> PASSAGE PROVIDED
▬▬▬▬▬▬▬▬▬▬

2nd: I understand the inaccuracies that using open prices can introduce into a test, but your advice was of no relevance to my post. The systems used no stops or targets, so the testing was as realistic as a test using full tick data. I will remark that the main error introduced by using open prices only is when it is possible for there to either be an entry and an exit in the same bar or two different possible entries or exits in the same bar. In many cases when the bars are small enough for this not to be the case, open price only simulation is accurate enough.

3rd: More samples would be nice, but I am constrained by reality! As well as the out of sample results I presented above, I did walkforward optimisation using a smaller testing period (1800 days) and a mere 180 days of testing. This produced an acceptable walkforward efficiency of 0.5 and 9 winning periods out of 11 in the out of sample testing of the second system despite the fact that there were only an average of 9 trades in each 6 month period (the 100 trades in the union of the out of sample periods is the sample size that matters). Interestingly, despite the much larger sample sizes, the walk forward performance of the single indicator system over 11 cycles (same 1800 day/180 day regime) was scarcely profitable, further discouraging use of this system.

I didn't claim the numbers were good. They are passable, but hardly ideal for trading real money. The potential performance of a system is determined by the statistical quality and the number of trades. These systems have ok statistics but have a very small frequency of trades, which reduces their value considerably. This can be made more precise mathematically, showing how a larger number of trades of lower quality may be statistically similar to a smaller number of trades of higher quality.

It is the ratio of the profit to the drawdown that I look at. This, not the drawdown itself, gives some hint of performance. In principle, statistics relating to the relationship between the mean return and the standard deviation of the return on the individual trades gives a more precise idea, but the simple drawdown stat captures some of the tendency of a system to produce sequences of losses. I have noticed that in many systems, losses have a tendency to cluster.

You made a statement about some system losing money for the last 10 months. This figure bears no relationship to my post and is not correct. Both systems have lost money during the last 3 months of sideways EURUSD, like most simple trend-following systems. Avoiding this would be nice, but that would make the systems something different.

▬▬▬▬▬▬▬▬▬▬

Position identification records:
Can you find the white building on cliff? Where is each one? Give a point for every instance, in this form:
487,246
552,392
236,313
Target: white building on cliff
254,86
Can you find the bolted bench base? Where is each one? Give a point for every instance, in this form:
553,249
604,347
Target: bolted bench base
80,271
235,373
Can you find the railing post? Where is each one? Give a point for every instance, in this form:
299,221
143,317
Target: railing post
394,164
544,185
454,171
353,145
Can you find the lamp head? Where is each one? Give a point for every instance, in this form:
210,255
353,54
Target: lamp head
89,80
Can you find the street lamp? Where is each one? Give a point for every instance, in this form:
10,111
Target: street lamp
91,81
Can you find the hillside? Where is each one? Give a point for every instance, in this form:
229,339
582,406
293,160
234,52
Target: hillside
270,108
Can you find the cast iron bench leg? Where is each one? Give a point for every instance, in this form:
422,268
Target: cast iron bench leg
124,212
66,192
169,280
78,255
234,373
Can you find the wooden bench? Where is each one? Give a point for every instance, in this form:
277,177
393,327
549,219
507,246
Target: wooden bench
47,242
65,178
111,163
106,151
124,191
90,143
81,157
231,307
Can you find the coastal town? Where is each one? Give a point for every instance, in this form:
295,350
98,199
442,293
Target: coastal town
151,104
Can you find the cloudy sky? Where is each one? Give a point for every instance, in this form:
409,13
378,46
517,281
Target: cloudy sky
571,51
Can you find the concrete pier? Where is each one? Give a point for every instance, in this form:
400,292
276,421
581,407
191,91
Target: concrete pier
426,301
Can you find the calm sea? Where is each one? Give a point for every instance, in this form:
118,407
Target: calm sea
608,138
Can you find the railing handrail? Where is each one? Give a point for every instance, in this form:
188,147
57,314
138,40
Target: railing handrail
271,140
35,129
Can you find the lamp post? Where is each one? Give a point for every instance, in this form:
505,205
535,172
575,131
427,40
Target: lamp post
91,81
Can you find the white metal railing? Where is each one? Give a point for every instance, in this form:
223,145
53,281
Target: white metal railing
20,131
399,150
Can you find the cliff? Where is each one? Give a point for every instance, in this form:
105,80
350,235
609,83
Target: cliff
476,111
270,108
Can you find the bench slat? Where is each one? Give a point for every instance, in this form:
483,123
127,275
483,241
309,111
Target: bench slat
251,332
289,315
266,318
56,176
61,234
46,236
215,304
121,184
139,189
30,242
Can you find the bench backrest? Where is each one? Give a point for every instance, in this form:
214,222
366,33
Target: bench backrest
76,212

▬▬▬▬▬▬▬▬▬▬

> GIVEN PROBLEM A
Reproduce the stretch of the trading systems reply from "2nd: I understand" through "is accurate enough.".
> GIVEN PROBLEM B
According to the trading systems reply, why was testing with open prices as realistic as a test using full tick data? Answer in one to three sentences.
> GIVEN PROBLEM C
In the trading systems reply, what walkforward efficiency did the walkforward optimization produce?
These records were taken from a separate source.

> CORRECT RESPONSE A
2nd: I understand the inaccuracies that using open prices can introduce into a test, but your advice was of no relevance to my post. The systems used no stops or targets, so the testing was as realistic as a test using full tick data. I will remark that the main error introduced by using open prices only is when it is possible for there to either be an entry and an exit in the same bar or two different possible entries or exits in the same bar. In many cases when the bars are small enough for this not to be the case, open price only simulation is accurate enough.

> CORRECT RESPONSE B
The systems used no stops or targets. The main error from using open prices arises only when an entry and an exit, or two different possible entries or exits, can happen in the same bar.

> CORRECT RESPONSE C
It produced a walkforward efficiency of 0.5.